## Arbeitsauftrag 1
In welchem Jahr entstand laut dem Textauszug das Porträt über Rudolf Caracciola?
## Arbeitsauftrag 2
Gib aus dem Textauszug den Abschnitt zwischen „Eifel: Vor 33“ und „Internet auf eifelon.de.“ einschließlich wortgetreu aus.

═════ Textauszug

Eifel: Vor 33 Jahren – anlässlich des 25. Todestages von Rudolf Caracciola – schrieb ich 1984 dieses Portrait über den legendären Motorsportpionier. Zum 90. Geburtstag des Nürburgrings haben wir diesen Text aus dem Archiv gesucht, digitalisiert und machen die „Zweitveröffentlichung“ heute im Internet auf eifelon.de.
“Fahren ohne Führerschein!“, auf frischer Tat ertappt. Für jeden Halbwüchsigen wäre heute der Traum von der großen Rennfahrerkarriere erst einmal ausgeträumt. Bei dem autobesessenen Rudolf drückte man damals, 1918, jedoch beide Augen zu. Auch das hartnäckige Gerücht, er habe bei der späteren Führerscheinprüfung eine Laterne umgefahren, konnte seine Leidenschaft für schnelle, schnittige Wagen nicht bremsen. Im Gegenteil: Rudolf Caracciola raste im legendären „Silberpfeil“ von Sieg zu Sieg. In der Rennsport-Epoche vor dem zweiten Weltkrieg avancierte der tollkühne „Carratsch“ zu Europas bekanntesten Fahrer und war in den 1920er und 30er Jahren das umjubelte Idol einer ganzen Generation.

══════════
═════ Daten

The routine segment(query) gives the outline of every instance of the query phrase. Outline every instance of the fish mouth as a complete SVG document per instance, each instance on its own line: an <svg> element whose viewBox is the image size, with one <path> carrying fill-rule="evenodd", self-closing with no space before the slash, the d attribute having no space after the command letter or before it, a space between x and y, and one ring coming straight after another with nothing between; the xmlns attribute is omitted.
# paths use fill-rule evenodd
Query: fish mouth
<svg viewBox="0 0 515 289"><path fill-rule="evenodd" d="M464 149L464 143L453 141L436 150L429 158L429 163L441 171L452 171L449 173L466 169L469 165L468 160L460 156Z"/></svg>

══════════

## Lösung 1
1984

## Lösung 2
Eifel: Vor 33 Jahren – anlässlich des 25. Todestages von Rudolf Caracciola – schrieb ich 1984 dieses Portrait über den legendären Motorsportpionier. Zum 90. Geburtstag des Nürburgrings haben wir diesen Text aus dem Archiv gesucht, digitalisiert und machen die „Zweitveröffentlichung“ heute im Internet auf eifelon.de.